読む文章 -
————

飲食店経営者の皆さんは自身のお店について
『地域に根付いたお店にしたい』
『支店を出すなど店舗拡大していきたい』
『ビジネス展開していきたい』
というような経営展開のビジョンはお持ちですか?
今回は『自分に向いている経営展開を知ろう!』ということで、簡単な性格診断を用いて解説していこうと思います。
人間は根本的に、保守的な人か進歩的な人か、大きく2つのタイプに分かれます。
その性質と経営スタイルが合っていないと、疲弊したり失敗しやすくなります。
どちらの性質が良いか悪いかということではなく、どちらも生存戦略として先祖から遺伝子で受け継がれた性質ですので、それに合った生き方がその人にとって一番生き抜ける方法、ということになります。
ではさっそく、最初に正確診断して頂き、それぞれの特徴に合った経営展開を解説していきます。
正確診断
まず、あなたが『保守的な人』か『進歩的な人』かを知りましょう。
これから、テストA、テストB、それぞれ10問ずつ質問を挙げていきます。
当てはまるもののみ1点加算して、テストAとテストBのどちらが点数が高かったかで診断します。
ぜひ素直な気持ちで診断してみてください。

————

データ -
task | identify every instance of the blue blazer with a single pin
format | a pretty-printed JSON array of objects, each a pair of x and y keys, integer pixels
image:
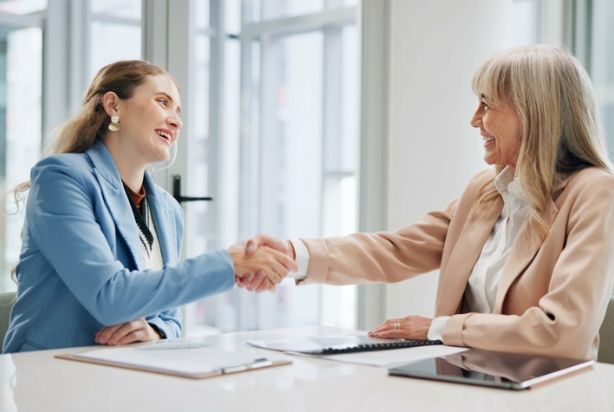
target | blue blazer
[{"x": 79, "y": 268}]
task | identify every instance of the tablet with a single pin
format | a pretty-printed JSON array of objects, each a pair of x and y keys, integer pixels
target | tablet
[{"x": 494, "y": 369}]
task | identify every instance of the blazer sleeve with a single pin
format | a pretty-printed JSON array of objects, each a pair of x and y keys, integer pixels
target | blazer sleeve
[
  {"x": 62, "y": 221},
  {"x": 169, "y": 321},
  {"x": 568, "y": 317},
  {"x": 380, "y": 257}
]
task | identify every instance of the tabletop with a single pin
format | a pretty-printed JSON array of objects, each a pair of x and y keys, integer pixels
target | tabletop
[{"x": 37, "y": 381}]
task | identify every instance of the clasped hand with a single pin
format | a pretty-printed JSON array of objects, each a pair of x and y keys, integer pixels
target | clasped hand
[{"x": 262, "y": 262}]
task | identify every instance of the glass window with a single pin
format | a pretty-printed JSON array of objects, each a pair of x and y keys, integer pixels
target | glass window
[
  {"x": 20, "y": 131},
  {"x": 21, "y": 7},
  {"x": 274, "y": 9},
  {"x": 602, "y": 65},
  {"x": 115, "y": 32},
  {"x": 282, "y": 111}
]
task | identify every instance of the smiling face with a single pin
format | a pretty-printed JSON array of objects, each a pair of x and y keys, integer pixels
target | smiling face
[
  {"x": 149, "y": 121},
  {"x": 501, "y": 130}
]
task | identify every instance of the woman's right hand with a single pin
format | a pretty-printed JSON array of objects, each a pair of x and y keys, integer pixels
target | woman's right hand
[{"x": 273, "y": 264}]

————

課題 -
a: 経営展開の文章から、「ではさっそく、最初に正確診断」から「ぜひ素直な気持ちで診断してみてください。」までをそのまま書き写すこと。
b: 経営展開の文章で、テストAとテストBにはそれぞれ何問ずつ質問があるか。
c: 経営展開の文章の続きを、最後の文のあとから書くこと。
データは経営展開の文章とは関係がない。

課題の解答 -
a:
ではさっそく、最初に正確診断して頂き、それぞれの特徴に合った経営展開を解説していきます。
正確診断
まず、あなたが『保守的な人』か『進歩的な人』かを知りましょう。
これから、テストA、テストB、それぞれ10問ずつ質問を挙げていきます。
当てはまるもののみ1点加算して、テストAとテストBのどちらが点数が高かったかで診断します。
ぜひ素直な気持ちで診断してみてください。

b: それぞれ10問ずつ。

c:
テストA
①大なり小なり、周囲の人が自分をどう思っているか気になる。
②馴染みの店や馴染みのグループなど、安心で気楽にできる環境が好き。
③旅行は事前に予約や観光先を調べてから行きたい。
④新規の案件や提案をされると、リスクやデメリットのほうをよく考える。
⑤友達は、地元や住まいや勤務地などの一地域に集中している。もしくは、よく会う仲良しグループがある。
⑥他人の振る舞いを気に食わなく思うことがよくある。もしくは、秩序やルールからはみだした人を嫌う。
⑦大なり小なり人見知り。
⑧外食では同じ店によく行ったり、同じような料理を選ぶことのほうが多い。
⑨信頼関係、人との繋がり、絆を重んじ、自分の仲間を大事にする。
⑩現状維持が安心。もしくは、前例や今までの流れを変えることを面倒や億劫に感じる。
テストB
①周囲の人が自分をどう思っているかは気にならない。
②未経験の場所や初対面のグループに飛び込むとき、緊張よりもわくわくする。
③知らない土地や行き当たりばったりの一人旅が楽しめる。
④新規の案件や提案をされると、まずメリットから考える。
⑤友人は少ない。もしくは、浅く広く点在している。
⑥気付かぬうちに人から嫌われていることがよくある。もしくは、変わった人などと言われることがある。
⑦趣味、思想、ジェンダー、人種、経済格差など自分と全くタイプの違う人とも楽しく接することができる。
⑧外食ではいつも違う店や料理やを選ぶことのほうが多い。
⑨同じグループにおさまっているのが苦手。もしくは、一人で気ままに行動するのが好き。
⑩今の環境を急に変えたくなることがある、もしくは、アイデアが沸くとすぐ行動したくなる。
どうでしたか?
テストAとテストB、どちらが点数が高かったでしょうか?
テストAは保守的な人の特徴、テストBは進歩的な人の特徴です。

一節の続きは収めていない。